It is clearly seen in Figure 4 that Al3Zr precipitates are forming at the interdendritic channels that result from Zr segregation at the dendrite cores. Thus, dendritically-distributed Al3Zr precipitates are also a significant problem in commercial wrought alloys, where Zr is added as a recrystallization inhibitor.
The strong age hardening response of the Zr-containing alloy is due to the precipitation of small (10 nm) coherent Al3Zr (L12) precipitates, shown by SEM (Figure 4b,c) and TEM (Figure 5). The decrease in the hardness with an increase in temperature can be explained by the precipitation hardening due to the Orowan mechanism. The shear stress required for a dislocation to loop around a precipitate particle is inversely proportional to the edge-to-edge distance between the particles, which was first described by Orowan as shown in Equation (1) [25]:
This is an example of the equation:
τ = GB/L,
where GB is the Burgers vector and L is the distance between two particles. According to Equation (1), the strengthening effect from the metastable nanoscale Al3Zr L12 dispersoids with an average size of 10 nm was 17-times higher compared to the stable incoherent plate-like D023 Al3Zr particles with a length equal to 200 nm and a thickness of about 50 nm (Figure 6). Kendig et al. also reported that the maximum hardening is achieved with the size of precipitates Al3Zr at 5–10 nm [26].
Figure 8 depicts that the electrical conductivity decreases significantly with an increase in the Zr content in the range from 20 °C to 350 °C. By contrast, a further increase in the testing temperature up to 500 °C is accompanied by an increase in the electrical conductivity. This increase in the electrical conductivity with an increasing in temperature can be explained by the decomposition of the solid solution and the diffusion of Zr atoms into particles leading to a decrease of the number of point defects in the matrix, less electron scattering and a decrease in the electrical conductivity. Furthermore, an increase in the Si amount leads to the movement in the maximum of the observed curves to the lower temperature region, which means a decrease in the temperature of the solution decomposition.

Given exercise A. According to the excerpt on Al3Zr precipitates, why does the Zr-containing alloy show a strong age hardening response?

The data.
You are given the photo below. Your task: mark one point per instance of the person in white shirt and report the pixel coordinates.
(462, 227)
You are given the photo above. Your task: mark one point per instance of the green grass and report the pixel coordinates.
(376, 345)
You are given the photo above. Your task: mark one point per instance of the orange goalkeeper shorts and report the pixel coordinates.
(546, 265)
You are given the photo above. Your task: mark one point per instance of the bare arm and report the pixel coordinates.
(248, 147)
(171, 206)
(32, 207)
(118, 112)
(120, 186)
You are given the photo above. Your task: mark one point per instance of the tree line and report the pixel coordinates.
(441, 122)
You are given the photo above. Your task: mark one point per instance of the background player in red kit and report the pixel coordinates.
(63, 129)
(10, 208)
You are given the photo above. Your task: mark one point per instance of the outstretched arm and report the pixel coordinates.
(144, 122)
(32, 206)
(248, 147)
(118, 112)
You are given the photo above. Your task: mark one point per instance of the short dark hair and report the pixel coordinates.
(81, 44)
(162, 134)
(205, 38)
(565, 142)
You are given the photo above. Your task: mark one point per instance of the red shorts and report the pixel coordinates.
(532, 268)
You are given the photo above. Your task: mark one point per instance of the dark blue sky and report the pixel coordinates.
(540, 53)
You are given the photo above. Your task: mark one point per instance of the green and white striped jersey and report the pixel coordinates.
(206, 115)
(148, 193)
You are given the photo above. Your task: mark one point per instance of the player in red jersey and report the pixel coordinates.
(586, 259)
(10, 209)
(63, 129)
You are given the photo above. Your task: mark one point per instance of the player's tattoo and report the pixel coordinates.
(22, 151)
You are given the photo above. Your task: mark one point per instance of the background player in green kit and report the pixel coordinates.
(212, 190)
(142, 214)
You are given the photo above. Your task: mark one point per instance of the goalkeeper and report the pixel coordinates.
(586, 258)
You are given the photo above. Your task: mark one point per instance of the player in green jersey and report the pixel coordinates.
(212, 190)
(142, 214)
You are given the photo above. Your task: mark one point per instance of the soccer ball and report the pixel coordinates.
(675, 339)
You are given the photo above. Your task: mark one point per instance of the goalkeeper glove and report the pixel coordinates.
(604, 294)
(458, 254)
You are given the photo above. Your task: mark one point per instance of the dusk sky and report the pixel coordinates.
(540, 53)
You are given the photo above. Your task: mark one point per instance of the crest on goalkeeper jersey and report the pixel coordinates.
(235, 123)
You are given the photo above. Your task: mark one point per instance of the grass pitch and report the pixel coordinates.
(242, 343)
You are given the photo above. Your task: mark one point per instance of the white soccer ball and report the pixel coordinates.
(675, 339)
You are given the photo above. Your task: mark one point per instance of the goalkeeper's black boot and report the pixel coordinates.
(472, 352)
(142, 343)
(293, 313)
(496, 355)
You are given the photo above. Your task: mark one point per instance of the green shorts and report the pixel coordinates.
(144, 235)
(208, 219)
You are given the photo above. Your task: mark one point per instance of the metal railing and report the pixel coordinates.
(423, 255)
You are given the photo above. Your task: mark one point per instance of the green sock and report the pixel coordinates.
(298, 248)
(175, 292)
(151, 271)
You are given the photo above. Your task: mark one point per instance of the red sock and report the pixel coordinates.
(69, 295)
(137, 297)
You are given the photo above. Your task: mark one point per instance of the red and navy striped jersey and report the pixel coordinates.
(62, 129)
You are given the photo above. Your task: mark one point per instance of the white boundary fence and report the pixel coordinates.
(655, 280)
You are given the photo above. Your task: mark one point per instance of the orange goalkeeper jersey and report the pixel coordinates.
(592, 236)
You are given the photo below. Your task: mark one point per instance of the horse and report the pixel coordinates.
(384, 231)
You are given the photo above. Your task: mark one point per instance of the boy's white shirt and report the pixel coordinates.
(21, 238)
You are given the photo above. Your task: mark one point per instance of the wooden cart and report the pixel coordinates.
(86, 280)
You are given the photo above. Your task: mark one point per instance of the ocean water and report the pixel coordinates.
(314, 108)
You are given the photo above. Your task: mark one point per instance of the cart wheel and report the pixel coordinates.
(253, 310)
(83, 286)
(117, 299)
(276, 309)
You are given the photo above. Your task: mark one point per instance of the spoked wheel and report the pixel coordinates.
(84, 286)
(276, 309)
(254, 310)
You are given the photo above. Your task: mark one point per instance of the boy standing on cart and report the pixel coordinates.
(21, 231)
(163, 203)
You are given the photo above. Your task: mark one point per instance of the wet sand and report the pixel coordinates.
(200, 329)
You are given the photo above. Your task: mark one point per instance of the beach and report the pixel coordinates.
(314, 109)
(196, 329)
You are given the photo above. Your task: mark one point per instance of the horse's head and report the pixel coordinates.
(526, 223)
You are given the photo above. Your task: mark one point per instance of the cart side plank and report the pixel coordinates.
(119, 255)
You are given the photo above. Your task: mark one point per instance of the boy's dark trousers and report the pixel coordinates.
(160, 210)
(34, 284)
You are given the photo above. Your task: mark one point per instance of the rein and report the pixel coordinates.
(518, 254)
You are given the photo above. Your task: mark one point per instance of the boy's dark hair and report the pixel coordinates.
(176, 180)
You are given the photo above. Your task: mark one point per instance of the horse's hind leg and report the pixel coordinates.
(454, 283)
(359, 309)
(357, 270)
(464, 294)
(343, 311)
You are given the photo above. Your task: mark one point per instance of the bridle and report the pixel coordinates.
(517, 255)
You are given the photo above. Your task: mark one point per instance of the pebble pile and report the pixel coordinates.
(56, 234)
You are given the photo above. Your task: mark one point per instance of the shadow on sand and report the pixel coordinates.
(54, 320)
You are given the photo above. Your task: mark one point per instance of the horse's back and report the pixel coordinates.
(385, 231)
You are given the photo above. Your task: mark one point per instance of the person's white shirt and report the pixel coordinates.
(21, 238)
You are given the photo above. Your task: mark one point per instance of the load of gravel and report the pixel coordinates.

Given exercise B. Render the part of the entries that opens with the line containing "person's white shirt and report the pixel coordinates." and runs through the end of the entries as a Markdown table with the columns Row and Line, leaving out blank lines.

Final answer A. Small, coherent Al3Zr (L12) precipitates about 10 nm in size form in the alloy and cause the strong age hardening. SEM and TEM both show these precipitates.

Final answer B.
| Row | Line |
|---|---|
| 1 | You are given the photo above. Your task: mark one point per instance of the person's white shirt and report the pixel coordinates. |
| 2 | (21, 238) |
| 3 | You are given the photo above. Your task: mark one point per instance of the load of gravel and report the pixel coordinates. |